Problem details - Can you edit all the items below so that every "even-odd rule" reads "nonzero winding rule" instead, leaving everything else unchanged?

— BEGIN Material for this task —

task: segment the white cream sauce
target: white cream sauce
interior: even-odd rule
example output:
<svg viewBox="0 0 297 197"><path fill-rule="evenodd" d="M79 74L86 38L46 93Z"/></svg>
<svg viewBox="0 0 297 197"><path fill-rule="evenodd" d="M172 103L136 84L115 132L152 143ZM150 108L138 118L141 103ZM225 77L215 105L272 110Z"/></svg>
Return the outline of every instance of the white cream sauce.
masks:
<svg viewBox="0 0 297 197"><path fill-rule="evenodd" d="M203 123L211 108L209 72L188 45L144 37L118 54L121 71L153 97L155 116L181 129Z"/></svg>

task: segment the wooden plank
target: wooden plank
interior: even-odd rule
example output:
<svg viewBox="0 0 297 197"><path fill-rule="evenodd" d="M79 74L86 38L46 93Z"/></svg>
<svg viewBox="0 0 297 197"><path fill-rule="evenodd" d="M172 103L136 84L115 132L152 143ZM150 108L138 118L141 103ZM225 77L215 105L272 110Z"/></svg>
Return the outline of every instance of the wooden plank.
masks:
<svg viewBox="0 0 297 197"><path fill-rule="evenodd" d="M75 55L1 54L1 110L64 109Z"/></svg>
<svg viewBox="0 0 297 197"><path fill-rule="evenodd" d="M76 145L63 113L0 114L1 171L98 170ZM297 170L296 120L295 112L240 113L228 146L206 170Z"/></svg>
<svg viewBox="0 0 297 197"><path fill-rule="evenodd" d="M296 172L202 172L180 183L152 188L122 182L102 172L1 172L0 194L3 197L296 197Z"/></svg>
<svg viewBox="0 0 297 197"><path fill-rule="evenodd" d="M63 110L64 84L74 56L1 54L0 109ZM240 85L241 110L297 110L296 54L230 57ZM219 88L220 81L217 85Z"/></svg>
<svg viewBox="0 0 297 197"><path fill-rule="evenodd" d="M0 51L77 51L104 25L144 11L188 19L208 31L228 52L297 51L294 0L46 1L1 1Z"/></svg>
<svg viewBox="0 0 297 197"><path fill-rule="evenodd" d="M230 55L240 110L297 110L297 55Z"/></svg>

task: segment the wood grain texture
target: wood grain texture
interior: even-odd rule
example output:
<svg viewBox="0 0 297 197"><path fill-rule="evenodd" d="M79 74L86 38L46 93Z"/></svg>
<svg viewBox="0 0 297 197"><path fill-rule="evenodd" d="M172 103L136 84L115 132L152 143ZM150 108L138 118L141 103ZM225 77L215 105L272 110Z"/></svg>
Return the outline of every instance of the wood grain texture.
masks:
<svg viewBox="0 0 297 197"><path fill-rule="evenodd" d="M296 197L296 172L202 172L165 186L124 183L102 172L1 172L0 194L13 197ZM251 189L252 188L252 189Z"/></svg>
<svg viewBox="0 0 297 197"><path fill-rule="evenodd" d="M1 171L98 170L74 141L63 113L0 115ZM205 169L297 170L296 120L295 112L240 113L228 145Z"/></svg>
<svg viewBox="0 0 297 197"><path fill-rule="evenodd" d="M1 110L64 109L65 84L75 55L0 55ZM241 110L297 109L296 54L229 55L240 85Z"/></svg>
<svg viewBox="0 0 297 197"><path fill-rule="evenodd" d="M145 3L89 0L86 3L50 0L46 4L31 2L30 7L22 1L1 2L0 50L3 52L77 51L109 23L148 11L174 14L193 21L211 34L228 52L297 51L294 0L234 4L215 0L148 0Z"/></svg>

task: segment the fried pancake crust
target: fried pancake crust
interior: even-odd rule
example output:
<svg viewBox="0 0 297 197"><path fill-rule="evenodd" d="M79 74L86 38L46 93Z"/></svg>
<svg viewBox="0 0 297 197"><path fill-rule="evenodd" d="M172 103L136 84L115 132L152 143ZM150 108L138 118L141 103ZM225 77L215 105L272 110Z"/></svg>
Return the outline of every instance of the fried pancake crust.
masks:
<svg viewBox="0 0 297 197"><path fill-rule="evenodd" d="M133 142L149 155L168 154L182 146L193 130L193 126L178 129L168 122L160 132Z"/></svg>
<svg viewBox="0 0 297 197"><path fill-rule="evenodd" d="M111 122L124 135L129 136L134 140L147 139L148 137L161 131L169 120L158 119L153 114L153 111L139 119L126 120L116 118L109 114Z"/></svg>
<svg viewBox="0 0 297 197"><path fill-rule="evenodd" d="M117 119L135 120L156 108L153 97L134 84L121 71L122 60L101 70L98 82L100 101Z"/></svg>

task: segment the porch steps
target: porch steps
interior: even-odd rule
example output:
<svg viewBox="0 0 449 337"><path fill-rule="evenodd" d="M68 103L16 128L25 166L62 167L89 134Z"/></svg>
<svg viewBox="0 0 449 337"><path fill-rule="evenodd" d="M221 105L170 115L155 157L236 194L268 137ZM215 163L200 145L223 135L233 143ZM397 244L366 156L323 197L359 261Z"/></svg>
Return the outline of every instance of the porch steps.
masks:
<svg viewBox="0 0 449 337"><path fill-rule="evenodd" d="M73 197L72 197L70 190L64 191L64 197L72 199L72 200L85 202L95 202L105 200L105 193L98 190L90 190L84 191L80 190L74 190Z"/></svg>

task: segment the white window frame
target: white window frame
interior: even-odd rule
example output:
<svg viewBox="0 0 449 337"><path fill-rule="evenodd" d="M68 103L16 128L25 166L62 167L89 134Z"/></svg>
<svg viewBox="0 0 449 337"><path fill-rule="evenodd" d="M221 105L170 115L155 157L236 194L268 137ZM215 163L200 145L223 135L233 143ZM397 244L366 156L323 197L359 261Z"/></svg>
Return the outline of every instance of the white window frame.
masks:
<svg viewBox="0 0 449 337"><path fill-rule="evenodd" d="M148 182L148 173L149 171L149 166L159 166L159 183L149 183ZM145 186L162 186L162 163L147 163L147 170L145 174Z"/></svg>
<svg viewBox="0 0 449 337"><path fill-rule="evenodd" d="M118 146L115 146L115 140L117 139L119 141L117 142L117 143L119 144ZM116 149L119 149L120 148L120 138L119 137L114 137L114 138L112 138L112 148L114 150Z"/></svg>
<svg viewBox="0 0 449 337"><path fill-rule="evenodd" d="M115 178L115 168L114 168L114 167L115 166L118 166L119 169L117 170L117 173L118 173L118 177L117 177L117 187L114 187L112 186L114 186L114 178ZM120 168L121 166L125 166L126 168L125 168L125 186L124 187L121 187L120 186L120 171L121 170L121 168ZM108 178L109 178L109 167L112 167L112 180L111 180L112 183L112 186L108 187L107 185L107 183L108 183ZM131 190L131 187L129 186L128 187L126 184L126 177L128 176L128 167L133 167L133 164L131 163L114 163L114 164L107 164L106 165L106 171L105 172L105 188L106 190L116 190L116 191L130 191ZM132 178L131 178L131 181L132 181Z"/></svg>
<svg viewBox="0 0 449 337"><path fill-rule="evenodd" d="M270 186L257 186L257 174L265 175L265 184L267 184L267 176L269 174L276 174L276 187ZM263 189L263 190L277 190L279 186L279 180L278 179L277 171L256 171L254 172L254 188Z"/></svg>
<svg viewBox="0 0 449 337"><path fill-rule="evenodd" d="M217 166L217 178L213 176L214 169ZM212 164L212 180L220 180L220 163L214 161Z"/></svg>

— END Material for this task —

Correct output -
task: segment the white cream sauce
target: white cream sauce
interior: nonzero winding rule
example output:
<svg viewBox="0 0 297 197"><path fill-rule="evenodd" d="M79 74L86 38L46 93Z"/></svg>
<svg viewBox="0 0 297 197"><path fill-rule="evenodd" d="M172 103L136 84L115 132L152 143ZM150 108L138 118L141 103ZM225 77L215 105L272 110Z"/></svg>
Return the outline of every instance of the white cream sauce.
masks:
<svg viewBox="0 0 297 197"><path fill-rule="evenodd" d="M203 123L211 108L209 72L188 45L144 37L118 54L121 71L153 97L155 116L181 129Z"/></svg>

task: segment the wooden plank
target: wooden plank
interior: nonzero winding rule
example output:
<svg viewBox="0 0 297 197"><path fill-rule="evenodd" d="M79 74L86 38L46 93Z"/></svg>
<svg viewBox="0 0 297 197"><path fill-rule="evenodd" d="M172 103L136 84L115 132L152 143ZM150 108L138 118L141 103ZM225 77L215 105L272 110Z"/></svg>
Return the outline of every instance of the wooden plank.
masks:
<svg viewBox="0 0 297 197"><path fill-rule="evenodd" d="M75 55L1 54L1 110L64 109Z"/></svg>
<svg viewBox="0 0 297 197"><path fill-rule="evenodd" d="M76 145L63 113L0 114L1 171L98 170ZM297 170L296 120L295 112L240 113L228 146L206 170Z"/></svg>
<svg viewBox="0 0 297 197"><path fill-rule="evenodd" d="M296 172L202 172L180 183L152 188L122 182L102 172L1 172L0 194L3 197L296 197Z"/></svg>
<svg viewBox="0 0 297 197"><path fill-rule="evenodd" d="M63 110L64 84L74 56L1 54L0 109ZM240 85L241 110L297 110L296 54L230 57ZM219 88L220 81L217 85Z"/></svg>
<svg viewBox="0 0 297 197"><path fill-rule="evenodd" d="M0 51L77 51L104 25L144 11L188 19L208 31L228 52L297 51L294 0L46 1L1 1Z"/></svg>
<svg viewBox="0 0 297 197"><path fill-rule="evenodd" d="M230 55L240 110L297 110L297 55Z"/></svg>

task: segment the wood grain texture
target: wood grain texture
interior: nonzero winding rule
example output:
<svg viewBox="0 0 297 197"><path fill-rule="evenodd" d="M79 74L86 38L46 93Z"/></svg>
<svg viewBox="0 0 297 197"><path fill-rule="evenodd" d="M172 103L136 84L115 132L152 143ZM150 108L138 118L141 103ZM225 77L215 105L272 110Z"/></svg>
Return the outline of every instance of the wood grain texture.
masks:
<svg viewBox="0 0 297 197"><path fill-rule="evenodd" d="M296 197L296 172L202 172L165 186L124 183L102 172L1 172L0 194L13 197ZM251 189L252 188L252 189Z"/></svg>
<svg viewBox="0 0 297 197"><path fill-rule="evenodd" d="M1 171L98 170L74 141L63 113L0 115ZM205 169L297 170L296 120L295 112L240 113L228 145Z"/></svg>
<svg viewBox="0 0 297 197"><path fill-rule="evenodd" d="M1 110L64 109L65 84L75 55L0 55ZM241 110L297 109L296 54L229 55L240 85Z"/></svg>
<svg viewBox="0 0 297 197"><path fill-rule="evenodd" d="M145 3L89 0L86 3L50 0L46 4L31 2L30 7L22 1L1 2L0 50L3 52L77 51L109 23L148 11L174 14L193 21L211 34L228 52L297 51L294 0L234 4L215 0L148 0Z"/></svg>

task: segment the fried pancake crust
target: fried pancake crust
interior: nonzero winding rule
example output:
<svg viewBox="0 0 297 197"><path fill-rule="evenodd" d="M79 74L86 38L46 93Z"/></svg>
<svg viewBox="0 0 297 197"><path fill-rule="evenodd" d="M172 103L136 84L115 132L152 143ZM150 108L138 118L141 103ZM225 77L215 105L272 110Z"/></svg>
Return the outline of every instance of the fried pancake crust.
masks:
<svg viewBox="0 0 297 197"><path fill-rule="evenodd" d="M133 142L149 155L168 154L182 146L193 130L193 126L178 129L168 122L160 132Z"/></svg>
<svg viewBox="0 0 297 197"><path fill-rule="evenodd" d="M111 122L124 135L129 136L134 140L147 139L148 137L161 131L169 120L158 119L153 114L153 111L139 119L126 120L116 118L109 114Z"/></svg>
<svg viewBox="0 0 297 197"><path fill-rule="evenodd" d="M117 119L135 120L156 108L153 97L134 84L121 71L122 60L101 70L98 82L100 101Z"/></svg>

task: segment the porch steps
target: porch steps
interior: nonzero winding rule
example output:
<svg viewBox="0 0 449 337"><path fill-rule="evenodd" d="M68 103L16 128L25 166L62 167L89 134Z"/></svg>
<svg viewBox="0 0 449 337"><path fill-rule="evenodd" d="M221 105L170 115L155 157L236 194L268 137ZM215 163L200 145L223 135L233 143ZM397 244L366 156L323 197L359 261Z"/></svg>
Return the outline of every instance of the porch steps.
masks:
<svg viewBox="0 0 449 337"><path fill-rule="evenodd" d="M73 197L72 197L70 190L64 191L64 197L72 199L72 200L85 202L95 202L105 200L105 193L98 190L90 190L84 191L80 190L74 190Z"/></svg>

task: segment the white window frame
target: white window frame
interior: nonzero winding rule
example output:
<svg viewBox="0 0 449 337"><path fill-rule="evenodd" d="M68 103L16 128L25 166L62 167L89 134Z"/></svg>
<svg viewBox="0 0 449 337"><path fill-rule="evenodd" d="M221 105L170 115L155 157L236 194L268 137ZM215 163L200 145L223 135L233 143ZM397 244L366 156L323 197L359 261Z"/></svg>
Return the outline of every instance of the white window frame.
masks:
<svg viewBox="0 0 449 337"><path fill-rule="evenodd" d="M148 182L148 173L149 171L149 166L159 166L159 183L149 183ZM145 186L162 186L162 163L147 163L147 170L145 174Z"/></svg>
<svg viewBox="0 0 449 337"><path fill-rule="evenodd" d="M118 146L115 146L115 140L117 139L119 141L117 142L117 143L119 144ZM116 149L119 149L120 148L120 138L119 137L114 137L114 138L112 138L112 148L114 150Z"/></svg>
<svg viewBox="0 0 449 337"><path fill-rule="evenodd" d="M115 178L115 168L114 168L114 167L115 166L118 166L119 169L117 170L117 173L118 173L118 177L117 177L117 187L114 187L112 186L114 186L114 178ZM120 168L121 166L125 166L126 168L125 168L125 186L124 187L121 187L120 186L120 171L121 170L121 168ZM108 178L109 178L109 167L112 167L112 180L111 180L112 183L112 186L108 187L107 185L107 183L108 183ZM131 190L131 187L129 186L128 187L126 184L126 177L128 176L128 167L133 167L133 164L131 163L114 163L114 164L107 164L106 165L106 171L105 172L105 188L106 190L116 190L116 191L130 191ZM132 178L131 178L131 181L132 181Z"/></svg>
<svg viewBox="0 0 449 337"><path fill-rule="evenodd" d="M270 186L257 186L257 174L265 175L265 184L267 184L267 176L269 174L276 174L276 187ZM263 189L263 190L277 190L279 186L279 180L278 179L277 171L256 171L254 172L254 188Z"/></svg>
<svg viewBox="0 0 449 337"><path fill-rule="evenodd" d="M217 166L217 178L213 176L214 169ZM212 164L212 180L220 180L220 163L214 161Z"/></svg>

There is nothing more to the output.